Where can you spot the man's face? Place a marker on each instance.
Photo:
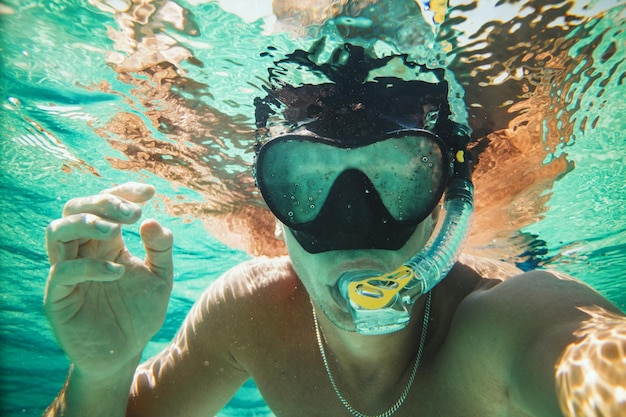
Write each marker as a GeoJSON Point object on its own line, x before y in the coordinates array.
{"type": "Point", "coordinates": [320, 272]}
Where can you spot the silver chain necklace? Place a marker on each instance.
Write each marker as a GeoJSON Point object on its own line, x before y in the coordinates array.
{"type": "Point", "coordinates": [405, 393]}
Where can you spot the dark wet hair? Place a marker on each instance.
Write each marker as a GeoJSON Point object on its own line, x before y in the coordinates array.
{"type": "Point", "coordinates": [353, 103]}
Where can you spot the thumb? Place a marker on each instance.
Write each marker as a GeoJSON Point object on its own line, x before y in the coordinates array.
{"type": "Point", "coordinates": [158, 242]}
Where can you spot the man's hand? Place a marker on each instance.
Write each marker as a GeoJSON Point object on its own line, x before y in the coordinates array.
{"type": "Point", "coordinates": [104, 304]}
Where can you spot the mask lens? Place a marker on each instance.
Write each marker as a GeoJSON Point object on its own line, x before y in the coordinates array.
{"type": "Point", "coordinates": [295, 173]}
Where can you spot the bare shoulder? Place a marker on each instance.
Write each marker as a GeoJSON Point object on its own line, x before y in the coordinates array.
{"type": "Point", "coordinates": [250, 291]}
{"type": "Point", "coordinates": [535, 328]}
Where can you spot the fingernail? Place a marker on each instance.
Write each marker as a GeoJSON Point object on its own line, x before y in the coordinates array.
{"type": "Point", "coordinates": [103, 226]}
{"type": "Point", "coordinates": [115, 268]}
{"type": "Point", "coordinates": [126, 210]}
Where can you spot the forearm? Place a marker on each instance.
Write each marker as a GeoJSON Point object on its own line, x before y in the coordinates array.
{"type": "Point", "coordinates": [86, 397]}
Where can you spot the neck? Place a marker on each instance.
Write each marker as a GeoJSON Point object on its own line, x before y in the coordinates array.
{"type": "Point", "coordinates": [385, 358]}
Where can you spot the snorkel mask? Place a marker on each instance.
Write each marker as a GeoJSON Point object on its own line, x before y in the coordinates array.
{"type": "Point", "coordinates": [370, 163]}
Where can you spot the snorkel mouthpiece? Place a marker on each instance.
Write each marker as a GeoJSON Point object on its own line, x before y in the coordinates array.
{"type": "Point", "coordinates": [382, 303]}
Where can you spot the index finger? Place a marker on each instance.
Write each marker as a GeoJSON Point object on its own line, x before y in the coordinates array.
{"type": "Point", "coordinates": [132, 191]}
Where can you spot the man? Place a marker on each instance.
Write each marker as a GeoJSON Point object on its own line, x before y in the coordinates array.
{"type": "Point", "coordinates": [473, 344]}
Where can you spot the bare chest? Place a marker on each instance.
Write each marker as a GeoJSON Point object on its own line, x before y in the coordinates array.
{"type": "Point", "coordinates": [296, 383]}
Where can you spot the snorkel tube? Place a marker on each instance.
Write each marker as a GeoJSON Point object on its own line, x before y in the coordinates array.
{"type": "Point", "coordinates": [382, 303]}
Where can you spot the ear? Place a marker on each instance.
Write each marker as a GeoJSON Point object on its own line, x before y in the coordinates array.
{"type": "Point", "coordinates": [279, 232]}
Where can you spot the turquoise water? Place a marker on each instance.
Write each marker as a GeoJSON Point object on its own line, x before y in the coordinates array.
{"type": "Point", "coordinates": [100, 93]}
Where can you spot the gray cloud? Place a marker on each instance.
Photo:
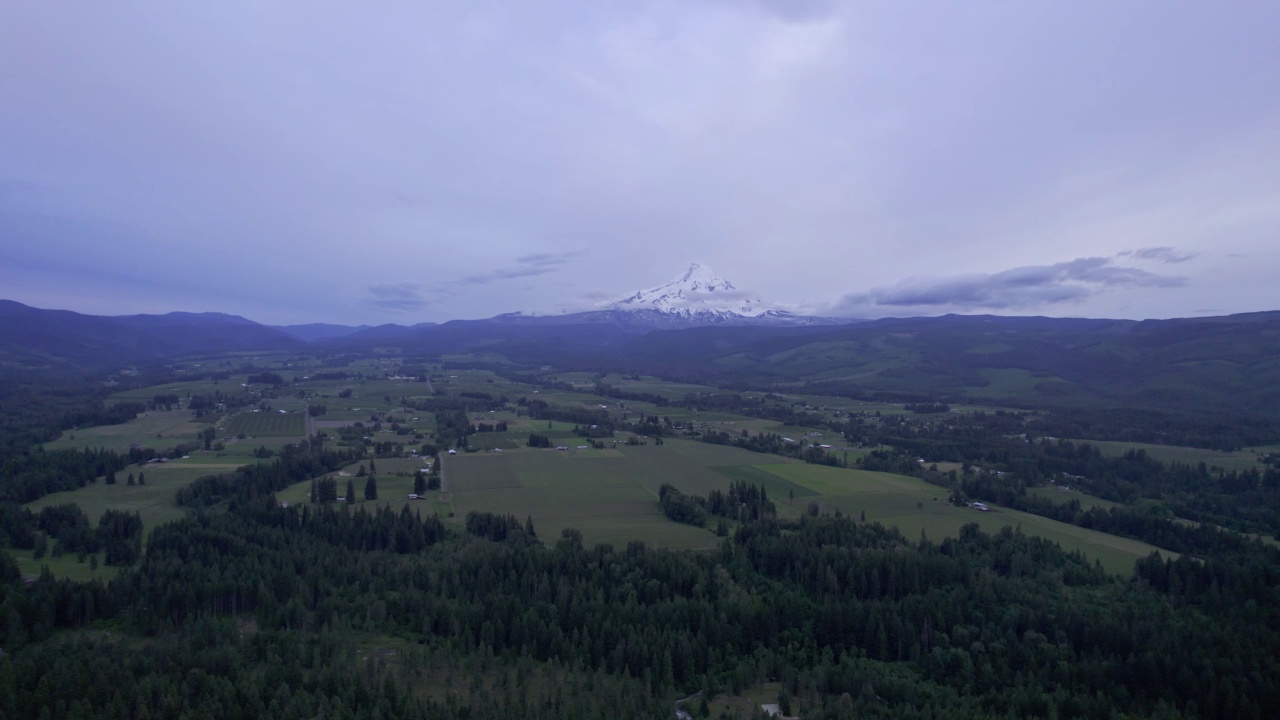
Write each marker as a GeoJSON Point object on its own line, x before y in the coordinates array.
{"type": "Point", "coordinates": [396, 297]}
{"type": "Point", "coordinates": [1016, 288]}
{"type": "Point", "coordinates": [507, 274]}
{"type": "Point", "coordinates": [1166, 255]}
{"type": "Point", "coordinates": [526, 267]}
{"type": "Point", "coordinates": [848, 136]}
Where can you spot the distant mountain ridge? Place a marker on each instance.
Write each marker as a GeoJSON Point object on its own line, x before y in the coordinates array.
{"type": "Point", "coordinates": [698, 292]}
{"type": "Point", "coordinates": [37, 337]}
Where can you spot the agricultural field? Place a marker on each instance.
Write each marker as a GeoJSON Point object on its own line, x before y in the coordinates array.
{"type": "Point", "coordinates": [156, 429]}
{"type": "Point", "coordinates": [611, 496]}
{"type": "Point", "coordinates": [266, 424]}
{"type": "Point", "coordinates": [154, 501]}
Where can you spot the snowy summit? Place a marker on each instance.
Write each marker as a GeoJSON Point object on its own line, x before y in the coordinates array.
{"type": "Point", "coordinates": [698, 292]}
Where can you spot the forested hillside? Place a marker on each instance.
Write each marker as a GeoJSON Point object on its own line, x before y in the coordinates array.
{"type": "Point", "coordinates": [250, 609]}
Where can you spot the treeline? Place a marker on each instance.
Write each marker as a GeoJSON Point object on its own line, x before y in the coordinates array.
{"type": "Point", "coordinates": [743, 501]}
{"type": "Point", "coordinates": [851, 618]}
{"type": "Point", "coordinates": [118, 534]}
{"type": "Point", "coordinates": [1005, 443]}
{"type": "Point", "coordinates": [32, 474]}
{"type": "Point", "coordinates": [295, 464]}
{"type": "Point", "coordinates": [776, 445]}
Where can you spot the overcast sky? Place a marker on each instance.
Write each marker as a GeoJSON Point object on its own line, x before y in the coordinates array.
{"type": "Point", "coordinates": [407, 160]}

__Aim__. Transcribe the entries above verbatim, omitting their pictures.

__Task output__.
Where can you spot the man's face? Place a marker on each instance.
Photo:
Write each marker as a GeoJSON Point object on its own line, x before y in the coordinates array.
{"type": "Point", "coordinates": [320, 272]}
Where can you spot the silver chain necklace? Place a marker on each instance.
Write each marker as a GeoJSON Point object on its own line, x before y in the coordinates array.
{"type": "Point", "coordinates": [405, 393]}
Where can you spot the dark wet hair? Place a marker on each instance.
Write each marker as a GeoJSON Point object on its own line, x before y in the coordinates array.
{"type": "Point", "coordinates": [353, 103]}
Where can you spot the thumb? Place a marker on each instance.
Write each marker as a GeoJSON Point object on its own line, x before y in the coordinates array.
{"type": "Point", "coordinates": [158, 242]}
Where can you spot the man's hand? Place a marker on each instance.
Write each marker as a GeoJSON Point object on its own line, x before y in the coordinates array.
{"type": "Point", "coordinates": [104, 304]}
Where can you spot the mask lens? Place a marker on each instance.
Write each marker as a GeoJSON Point object on its own line, x before y in the coordinates array.
{"type": "Point", "coordinates": [295, 173]}
Where can you spot the bare shoulder? Place a marker on each instance.
Write each marker as a GeoJSON Point object on its own line, x before y in the coordinates array.
{"type": "Point", "coordinates": [250, 291]}
{"type": "Point", "coordinates": [535, 328]}
Where can you spot the fingernail? Place a marker on each instance.
Write each marker as a GeoJSON Point object on its own line, x before y in the coordinates array.
{"type": "Point", "coordinates": [103, 226]}
{"type": "Point", "coordinates": [115, 268]}
{"type": "Point", "coordinates": [126, 210]}
Where can you spot the forearm? Place a marker on each instance.
Write each marker as a GeoJSON Point object on its own line, x before y in the coordinates array.
{"type": "Point", "coordinates": [86, 397]}
Where can you spot the neck? Place a marker on each instance.
Write each marker as a GeoJSON Point object on its own line, x before y in the coordinates array.
{"type": "Point", "coordinates": [385, 358]}
Where can you spot the snorkel mask? Place a marker on each instance.
Write each marker as a GeoJSON Point object on its own line, x before y in the coordinates array.
{"type": "Point", "coordinates": [370, 163]}
Where can you spot the snorkel mouthpiece? Place a marker on each instance.
Write each marker as a GeoJSON Point object on its own line, x before y in the coordinates array.
{"type": "Point", "coordinates": [382, 303]}
Where can you spot the index finger? Place a marker on each instance.
Write each marker as a GeoJSON Point object on its own line, x before y in the coordinates array.
{"type": "Point", "coordinates": [132, 191]}
Where can you spot the man? Place a marker on each instance.
Write each marker as a GeoJSON Point object on its own line, x before y in the coordinates array.
{"type": "Point", "coordinates": [473, 344]}
Where can you spot the bare chest? Place a marker on each instance.
Write each marker as a GeoJSON Point object on its own line, x before y in the coordinates array.
{"type": "Point", "coordinates": [296, 383]}
Where can you spot the snorkel tube? Place a marker on each instance.
Write each marker as a GeoJSON Point object on its own line, x before y in the coordinates array.
{"type": "Point", "coordinates": [382, 303]}
Where can you spot the ear? Place a marker on each instance.
Write each marker as a GeoJSON Point object on its own line, x before y in the coordinates array.
{"type": "Point", "coordinates": [279, 232]}
Where can you spot the turquoise water? Place a marker on each instance.
Write each marker as a GeoJSON Point object on its own line, x before y in the coordinates array.
{"type": "Point", "coordinates": [100, 93]}
Where can you spot the gray cloud? Place a marker on each instance.
Photo:
Write each marker as a GeoJSON Point object on its own line, x before y in the coordinates array.
{"type": "Point", "coordinates": [396, 297]}
{"type": "Point", "coordinates": [1016, 288]}
{"type": "Point", "coordinates": [507, 274]}
{"type": "Point", "coordinates": [1166, 255]}
{"type": "Point", "coordinates": [526, 267]}
{"type": "Point", "coordinates": [848, 136]}
Where can you spot the distant mountain ridge? Place a marker on each instance.
Write each marker as a GeoJSON Point object on its own line, x before y in the coordinates array.
{"type": "Point", "coordinates": [698, 292]}
{"type": "Point", "coordinates": [37, 337]}
Where can you spot the agricultural field? Place a marker on each instance.
Write each marker as a GeoJSON Point object on its own line, x before y in the coordinates array.
{"type": "Point", "coordinates": [156, 429]}
{"type": "Point", "coordinates": [611, 496]}
{"type": "Point", "coordinates": [266, 424]}
{"type": "Point", "coordinates": [154, 501]}
Where can you spot the snowy summit? Place a marker on each instance.
Write each marker as a GeoJSON Point object on its own line, x before y in the coordinates array.
{"type": "Point", "coordinates": [698, 292]}
Where can you spot the forested hillside? Place a marker on each instance.
Write each marker as a GeoJSON Point object on its own line, x before y in the coordinates array.
{"type": "Point", "coordinates": [250, 609]}
Where can you spot the treeline? Place a marker on each instance.
Write each marker as a GeoJSON Point object on its own line, x before y in the coordinates array.
{"type": "Point", "coordinates": [743, 501]}
{"type": "Point", "coordinates": [851, 618]}
{"type": "Point", "coordinates": [118, 534]}
{"type": "Point", "coordinates": [1005, 443]}
{"type": "Point", "coordinates": [32, 474]}
{"type": "Point", "coordinates": [295, 464]}
{"type": "Point", "coordinates": [776, 445]}
Where can you spot the overcast sky? Place a marker on each instance.
Write each marker as a GeoJSON Point object on its own line, x before y in the coordinates array.
{"type": "Point", "coordinates": [407, 160]}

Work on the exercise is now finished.